=== Liste des consignes ===
A: D'après le texte sur Robin et le régime soviétique, dans quelle revue Robin est-il revenu publiquement, en septembre 1937, sur le sort des laissés-pour-compte de l'Octobre rouge ?
B: Donnez la suite du texte sur Robin et le régime soviétique, à partir de sa dernière phrase.

Comme d’autres – tant d’autres –, Guéhenno ne tiendra aucun compte des remarques de Robin. Il les oubliera « pour ne pas faire plaisir à Deterding ». On connaît suffisamment, maintenant, le mécanisme de la pensée binaire pour ne pas s’en étonner. Dans la géopolitique du malheur, il fallait choisir son camp. Pour l’intelligentsia française de gauche, celui-ci s’apparentait à l’antifascisme sous direction stalinienne. Guéhenno mit donc ses réserves quant à l’URSS sous le boisseau, du moins pour un temps. Comme d’autres – tant d’autres. L’époque fut désastreuse pour les éclaireurs. Elle les plongea dans la plus extrême des solitudes.

Il fallut du courage à Robin, et sans doute un penchant particulier pour la marge, pour revenir – publiquement, cette fois – sur le sort de ces laissés-pour-compte de l’Octobre rouge. Il le fit, en septembre 1937, dans la revue Esprit, une des rares qui n’avaient pas tout à fait cédé au mirage soviétique, à travers une vaste méditation sur la « peine des hommes », simplement intitulée « Une journée ». Niché dans le texte comme araignée dans sa toile, le souvenir de son séjour en « vieille terre » russe s’impose, cependant, comme constitutif de son refus de toute servitude. Et Robin de crier ce que tout un chacun refuse d’entendre : « On pourrait énumérer les fautes qui ont transformé cet essai pour libérer l’homme en un système pour l’opprimer davantage ; sans doute le fondement de la cité politique ne saurait être que l’oubli, mais ici il n’y a pas seulement comme dans le cas du fascisme défaite de l’humanité mais encore chute de l’humanité, la plus lamentable qu’elle ait connue. » Il précise : « C’est au nom des pauvres qu’il faut condamner un système où en leur nom a été constitué dès le premier moment l’appareil le plus propre à les ignorer. » Il poursuit en pointant la responsabilité des bolcheviks dans ce désastre pour avoir « étouff[é] au nom de la révolution les révolutions les plus vraies ». Il démonte le mécanisme de constitution d’une nouvelle classe s’appuyant sur « cette partie du prolétariat, souvent la plus fausse, toujours la plus vaniteuse » à qui « l’on confiera le soin de détruire dans les derniers yeux populaires le dernier regard populaire ». Choisie par le Parti et convaincue de « l’infaillibilité de ses pelotons d’exécution », elle exerce son pouvoir contre ses « frères de la veille » « avec une morgue et une cruauté sans égale ».

=== Données fournies ===
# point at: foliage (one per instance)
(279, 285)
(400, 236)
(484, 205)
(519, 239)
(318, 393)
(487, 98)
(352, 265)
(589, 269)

=== Réponses aux consignes ===
A: Dans la revue Esprit.

B:
On l’aura compris, Robin ne trouve aucune excuse conjoncturelle aux « nouveaux maîtres » de la Grande Russie. Leur pouvoir n’a rien de provisoire, à ses yeux. Écoutons-le encore, cela vaut la peine : « Quand on eut ravi aux pauvres leur effort, quand au sortir de leur victoire on se mit à les traiter plus misérablement qu’on ne traitait jadis au sortir de leur défaite les citoyens emmenés en esclavage, quand on eut érigé en système le mépris de la dignité humaine et que pour la première fois dans l’histoire du monde on eut organisé en pleine conscience une volonté d’exploitation méthodique de l’homme, alors, après les ouvriers en grève mitraillés, les plaines les plus fécondes d’Europe occupées par la famine, la délation et l’infamie installées de force dans toute conscience, s’étendit sur une sixième partie du globe le silence d’un peuple trop accablé de souffrances pour seulement se réjouir au claquement des coups de fusil qu’allait s’échanger une aristocratie de traîtres. » [4] Écrire que, ce disant, Robin se priva, à jamais, de tout appui dans le petit monde de l’intelligentsia de gauche est très en deçà du vrai : il en devint, pour le reste de son existence, le pestiféré.

Solitairement, mais invariablement, Robin ne cessa plus de se considérer comme habité par cette infinie présence russe. « Tel un plus fort vouloir dans mon vouloir, besoin me vint d’écouter tous les jours les radios soviétiques : par les insolences des bourreaux du moins restai-je lié, traversant les paroles et comme les entendant sur leur autre versant, aux cris des torturés. » [5] De cette étrange pratique, contractée quelques années après son retour d’URSS, il fit même un métier.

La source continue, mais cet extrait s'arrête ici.